* [ASSIGNED TASK]: Repeat the data in full. No line may differ from the original.

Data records
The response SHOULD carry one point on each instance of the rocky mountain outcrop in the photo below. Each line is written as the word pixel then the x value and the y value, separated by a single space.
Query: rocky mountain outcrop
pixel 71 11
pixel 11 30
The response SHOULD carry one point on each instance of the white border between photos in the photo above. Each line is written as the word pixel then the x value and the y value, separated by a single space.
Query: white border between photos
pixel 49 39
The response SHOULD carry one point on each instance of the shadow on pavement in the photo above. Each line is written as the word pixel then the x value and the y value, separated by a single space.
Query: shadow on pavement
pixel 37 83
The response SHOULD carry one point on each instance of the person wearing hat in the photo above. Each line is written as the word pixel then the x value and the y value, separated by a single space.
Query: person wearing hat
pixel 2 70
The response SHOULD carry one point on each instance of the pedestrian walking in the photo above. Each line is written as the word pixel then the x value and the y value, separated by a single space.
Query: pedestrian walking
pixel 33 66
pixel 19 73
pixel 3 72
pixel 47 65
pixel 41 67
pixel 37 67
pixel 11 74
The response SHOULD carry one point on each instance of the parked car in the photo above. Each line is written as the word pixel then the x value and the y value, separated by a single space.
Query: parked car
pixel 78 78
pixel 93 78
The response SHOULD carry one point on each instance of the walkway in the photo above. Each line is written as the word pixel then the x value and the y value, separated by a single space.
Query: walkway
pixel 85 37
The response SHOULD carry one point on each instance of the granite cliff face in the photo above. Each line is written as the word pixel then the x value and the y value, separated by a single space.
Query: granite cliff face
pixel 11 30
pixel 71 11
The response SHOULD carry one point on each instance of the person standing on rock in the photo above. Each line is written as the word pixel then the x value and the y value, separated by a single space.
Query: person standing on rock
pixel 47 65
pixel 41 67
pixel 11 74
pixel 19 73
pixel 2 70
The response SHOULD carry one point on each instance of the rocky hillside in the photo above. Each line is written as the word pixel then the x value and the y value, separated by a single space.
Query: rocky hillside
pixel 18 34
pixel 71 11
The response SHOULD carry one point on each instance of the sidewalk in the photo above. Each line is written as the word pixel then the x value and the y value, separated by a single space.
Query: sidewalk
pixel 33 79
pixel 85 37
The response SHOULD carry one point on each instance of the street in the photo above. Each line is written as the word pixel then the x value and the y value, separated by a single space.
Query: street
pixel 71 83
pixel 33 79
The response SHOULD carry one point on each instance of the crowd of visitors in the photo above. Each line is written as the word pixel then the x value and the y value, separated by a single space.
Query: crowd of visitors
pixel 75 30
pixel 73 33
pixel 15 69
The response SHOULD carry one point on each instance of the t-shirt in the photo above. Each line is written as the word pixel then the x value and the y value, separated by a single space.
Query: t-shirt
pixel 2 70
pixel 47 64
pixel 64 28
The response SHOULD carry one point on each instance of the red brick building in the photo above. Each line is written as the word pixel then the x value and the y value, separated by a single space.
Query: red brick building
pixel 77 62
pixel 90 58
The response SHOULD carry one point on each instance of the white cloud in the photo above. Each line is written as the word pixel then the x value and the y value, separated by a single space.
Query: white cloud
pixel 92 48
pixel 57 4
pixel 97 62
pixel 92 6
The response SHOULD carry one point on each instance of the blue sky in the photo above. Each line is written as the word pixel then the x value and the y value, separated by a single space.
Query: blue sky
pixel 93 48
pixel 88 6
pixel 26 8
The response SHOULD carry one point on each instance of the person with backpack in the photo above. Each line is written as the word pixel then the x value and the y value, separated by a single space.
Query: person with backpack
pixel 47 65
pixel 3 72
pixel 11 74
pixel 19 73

* [RESPONSE BOX]:
The response SHOULD carry one point on each instance of the rocky mountain outcrop in the photo below. Each line is written as the word pixel then the x value and the y value, separated by a single space.
Query: rocky mountain outcrop
pixel 71 11
pixel 11 30
The response SHOULD carry one point on each instance of the white border between photos in the photo above. Each line is written as the word pixel then the x value and the y value, separated by a single space.
Query: white border between photos
pixel 49 39
The response SHOULD carry one point on each instance of the shadow on pavement in the photo above. Each line is written as the word pixel then the x value and the y value, separated by a single space.
Query: shadow on pavement
pixel 37 83
The response SHOULD carry one point on each instance of the person wearing hat in the photo above. Each line is written as the word pixel then the x value and the y value, separated by a single space.
Query: person wearing hat
pixel 2 70
The response SHOULD carry one point on each instance of the pedestrian walking in the photo above. Each line is written as the word pixel then the x value and the y value, separated by a single space.
Query: pedestrian walking
pixel 33 66
pixel 19 73
pixel 3 72
pixel 47 65
pixel 41 67
pixel 37 67
pixel 11 74
The response SHOULD carry one point on each instance of the parked car in the photo above. Each line is written as the word pixel then the x value and the y value, separated by a single space.
Query: parked car
pixel 78 78
pixel 93 78
The response SHOULD carry one point on each instance of the walkway in the photo above. Each line is written as the word pixel then the x value and the y value, separated by a single space.
Query: walkway
pixel 85 37
The response SHOULD carry one point on each instance of the granite cliff face in the photo above. Each line is written as the word pixel then the x value and the y value, separated by a single space.
Query: granite cliff face
pixel 11 30
pixel 71 11
The response SHOULD carry one point on each instance of the person standing on rock in the photo above. Each line is written as the word pixel then the x value and the y value, separated by a single space.
Query: person standing on rock
pixel 47 65
pixel 41 67
pixel 11 74
pixel 19 73
pixel 2 70
The response SHOULD carry one point on each instance of the rocky hillside in the photo above. Each line is written as the word pixel then the x value and the y value, separated by a single space.
Query: rocky hillside
pixel 18 34
pixel 71 11
The response SHOULD carry one point on each instance of the sidewalk in the photo above. Each line is written as the word pixel then the x value and the y value, separated by a single space.
Query: sidewalk
pixel 33 79
pixel 85 37
The response SHOULD carry one point on each instance of the street in the photo above. Each line is written as the word pixel then the x value and the y value, separated by a single space.
Query: street
pixel 71 83
pixel 33 79
The response SHOULD carry one point on each instance of the crowd of visitors in the photo above. Each line is written as the word pixel then the x value and the y value, separated by a single space.
Query: crowd of visitors
pixel 75 30
pixel 73 33
pixel 15 69
The response SHOULD carry one point on each instance of the t-shirt in the photo above. Each line is written as the word pixel then the x value and the y value, separated by a single space.
Query: t-shirt
pixel 2 70
pixel 47 64
pixel 64 28
The response SHOULD carry one point on each instance of the red brick building in the photo above. Each line is written as the word pixel then the x value and the y value, separated by a single space.
Query: red brick building
pixel 77 62
pixel 90 58
The response SHOULD carry one point on each instance of the white cloud in the photo above. Each line is written as the word pixel then the x value and the y value, separated by a single space.
Query: white cloud
pixel 92 48
pixel 57 4
pixel 97 62
pixel 92 6
The response SHOULD carry one point on each instance of the blue sky in the photo above. Each line is written as the word pixel then the x value and the y value, separated by a single space.
Query: blue sky
pixel 93 48
pixel 88 6
pixel 26 8
The response SHOULD carry one point on each instance of the person with backpack in the photo above. Each line is written as the word pixel then the x value and the y value, separated by a single space.
Query: person with backpack
pixel 47 65
pixel 3 72
pixel 11 74
pixel 19 73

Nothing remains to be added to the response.